Aim of the task → Type out the data again. Keep every line exactly the same.
○ ○ ○
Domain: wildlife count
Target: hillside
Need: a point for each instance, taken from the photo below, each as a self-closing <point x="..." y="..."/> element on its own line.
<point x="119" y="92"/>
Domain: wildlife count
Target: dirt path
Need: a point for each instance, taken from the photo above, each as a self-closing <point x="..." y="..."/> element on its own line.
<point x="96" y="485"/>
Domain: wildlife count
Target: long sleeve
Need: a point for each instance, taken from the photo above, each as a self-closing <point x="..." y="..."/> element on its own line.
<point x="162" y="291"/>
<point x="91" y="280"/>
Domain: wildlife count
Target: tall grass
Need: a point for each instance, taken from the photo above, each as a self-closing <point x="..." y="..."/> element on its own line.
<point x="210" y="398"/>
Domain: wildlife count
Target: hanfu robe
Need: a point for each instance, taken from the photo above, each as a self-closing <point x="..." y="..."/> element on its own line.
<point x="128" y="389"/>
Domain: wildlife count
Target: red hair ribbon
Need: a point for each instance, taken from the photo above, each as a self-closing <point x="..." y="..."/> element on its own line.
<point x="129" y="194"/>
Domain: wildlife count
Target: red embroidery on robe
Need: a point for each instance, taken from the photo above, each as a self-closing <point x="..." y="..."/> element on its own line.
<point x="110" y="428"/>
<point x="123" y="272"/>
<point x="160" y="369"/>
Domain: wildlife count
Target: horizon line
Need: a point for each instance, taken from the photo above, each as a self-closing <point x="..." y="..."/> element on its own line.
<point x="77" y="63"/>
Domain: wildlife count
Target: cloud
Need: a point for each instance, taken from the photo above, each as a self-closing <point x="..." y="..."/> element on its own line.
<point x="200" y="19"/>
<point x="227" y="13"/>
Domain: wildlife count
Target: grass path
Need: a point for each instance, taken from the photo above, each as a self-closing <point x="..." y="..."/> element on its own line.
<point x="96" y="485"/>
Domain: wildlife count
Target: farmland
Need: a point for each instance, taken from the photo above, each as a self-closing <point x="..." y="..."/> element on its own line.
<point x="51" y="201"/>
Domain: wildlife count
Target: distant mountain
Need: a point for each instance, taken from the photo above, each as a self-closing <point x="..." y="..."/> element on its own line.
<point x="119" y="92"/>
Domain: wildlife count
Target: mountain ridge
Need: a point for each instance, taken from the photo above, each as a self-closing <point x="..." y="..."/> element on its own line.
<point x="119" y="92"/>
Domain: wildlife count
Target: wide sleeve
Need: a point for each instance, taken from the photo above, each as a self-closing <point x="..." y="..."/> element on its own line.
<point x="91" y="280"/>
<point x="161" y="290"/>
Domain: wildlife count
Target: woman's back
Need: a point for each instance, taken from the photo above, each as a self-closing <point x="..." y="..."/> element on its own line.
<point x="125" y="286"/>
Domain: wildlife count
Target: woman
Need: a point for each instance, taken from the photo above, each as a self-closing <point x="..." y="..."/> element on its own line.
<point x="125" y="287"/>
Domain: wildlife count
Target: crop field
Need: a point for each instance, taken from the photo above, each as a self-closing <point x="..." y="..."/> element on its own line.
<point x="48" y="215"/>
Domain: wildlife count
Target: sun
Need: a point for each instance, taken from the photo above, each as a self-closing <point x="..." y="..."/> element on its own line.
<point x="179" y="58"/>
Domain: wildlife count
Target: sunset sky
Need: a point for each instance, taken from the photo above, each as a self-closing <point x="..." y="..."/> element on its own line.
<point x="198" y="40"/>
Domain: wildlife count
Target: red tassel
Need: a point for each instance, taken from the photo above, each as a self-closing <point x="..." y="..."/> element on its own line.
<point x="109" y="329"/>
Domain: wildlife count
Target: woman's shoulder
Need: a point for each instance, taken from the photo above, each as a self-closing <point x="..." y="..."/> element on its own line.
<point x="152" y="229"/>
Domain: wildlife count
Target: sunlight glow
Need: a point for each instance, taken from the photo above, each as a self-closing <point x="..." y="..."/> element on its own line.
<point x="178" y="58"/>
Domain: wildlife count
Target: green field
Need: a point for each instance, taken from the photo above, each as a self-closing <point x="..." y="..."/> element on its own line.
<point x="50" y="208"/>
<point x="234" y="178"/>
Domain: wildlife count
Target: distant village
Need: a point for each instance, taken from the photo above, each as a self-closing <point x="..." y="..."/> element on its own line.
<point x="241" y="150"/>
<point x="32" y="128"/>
○ ○ ○
Exercise solution →
Domain: wildlife count
Target: hillside
Need: a point for each instance, taken from the photo below, each as a self-closing <point x="..." y="..."/> element on its own line.
<point x="119" y="92"/>
Domain: wildlife count
Target: dirt path
Need: a point for each instance, taken from the photo above, each as a self-closing <point x="..." y="..."/> element on its own line.
<point x="96" y="485"/>
Domain: wildlife count
Target: long sleeve
Need: a point for each instance, taken from the photo above, each as a self-closing <point x="..." y="..."/> element on its own line.
<point x="162" y="291"/>
<point x="91" y="280"/>
Domain: wildlife count
Target: tall grass
Need: a point for each instance, taken from the photo above, each as a self-closing <point x="..." y="..."/> element on its own line.
<point x="210" y="398"/>
Domain: wildlife count
Target: hanfu robe
Need: a point for each instance, taken from the photo above, each as a self-closing <point x="..." y="..."/> element on its own line.
<point x="128" y="389"/>
Domain: wildlife count
Target: red hair ribbon
Need: a point for each instance, taken from the photo above, each as a self-closing <point x="..." y="..."/> element on its own line.
<point x="129" y="194"/>
Domain: wildlife count
Target: red embroidery on robe
Need: a point for each instance, taken from the photo above, each as a self-closing <point x="..." y="..."/> element on its own line.
<point x="110" y="428"/>
<point x="123" y="272"/>
<point x="160" y="369"/>
Domain: wildlife count
Target: horizon line
Need: a point for each instance, taken from the photo above, each as a self-closing <point x="..." y="..."/> element on its own line.
<point x="77" y="63"/>
Domain: wildlife count
Target: cloud
Need: a point for each instance, taken from the photo above, each as a self-closing <point x="..." y="..."/> element on its own line.
<point x="200" y="19"/>
<point x="227" y="13"/>
Domain: wildlife count
Target: grass path
Need: a point for each instance, taken from the photo above, each as a self-closing <point x="..." y="..."/> element on its own line.
<point x="96" y="485"/>
Domain: wildlife count
Target: farmland
Need: a point for each instance, taken from the photo above, each as a self-closing <point x="..." y="..."/> element on its own line.
<point x="51" y="201"/>
Domain: wildlife count
Target: distant mountain
Need: a point for each instance, taken from the photo above, each as a self-closing <point x="..." y="..."/> element on its own line.
<point x="119" y="92"/>
Domain: wildlife count
Target: mountain ridge
Need: a point for each instance, taken from the photo above, each as a self-closing <point x="..." y="..."/> element on its own line.
<point x="119" y="92"/>
Domain: wildlife count
Target: wide sleeve
Need: a point for each instance, taken from the photo above, each as a self-closing <point x="..." y="..."/> element on its own line.
<point x="91" y="280"/>
<point x="161" y="290"/>
Domain: wildlife count
Target: woman's back
Need: a point for each instance, taken from the photo above, each as a self-closing <point x="..." y="..."/> element on its own line.
<point x="125" y="286"/>
Domain: wildlife count
Target: woman
Need: a point for each instance, taken from the photo above, each as a self-closing <point x="..." y="..."/> element on its own line.
<point x="125" y="287"/>
Domain: wildlife count
Target: crop field
Need: a point for each instance, taken from the photo above, each as a self-closing <point x="..." y="..."/> element on its own line.
<point x="48" y="215"/>
Domain: wildlife count
Target: sun
Need: a point for each instance, taken from the photo above, each as a self-closing <point x="..." y="..."/> element on its own line.
<point x="179" y="58"/>
Domain: wildlife count
Target: sunset sky
Need: a point for each instance, taken from the photo above, each as a self-closing <point x="..." y="..."/> element on its own line.
<point x="198" y="40"/>
Domain: wildlife count
Target: red tassel
Need: a point for each instance, taken from the photo above, each as a self-closing <point x="..." y="..."/> element on its own line.
<point x="109" y="329"/>
Domain: wildlife count
Target: woman's shoulder
Need: a point for each instance, taken from the photo above, each as a self-closing <point x="..." y="..."/> element on its own line.
<point x="152" y="229"/>
Domain: wildlife count
Target: sunlight glow
Need: a point for each instance, taken from the photo above, each as a self-closing <point x="..." y="..."/> element on its own line.
<point x="178" y="58"/>
Domain: wildlife count
Target: green field
Need: a point for each instance, taken from the photo above, each as a self-closing <point x="..." y="..."/> element on its own line.
<point x="50" y="208"/>
<point x="234" y="178"/>
Domain: wildlife count
Target: distant village
Need: a point for each instance, taken from the photo above, each as a self-closing <point x="..." y="..."/> element on its own line.
<point x="241" y="150"/>
<point x="32" y="128"/>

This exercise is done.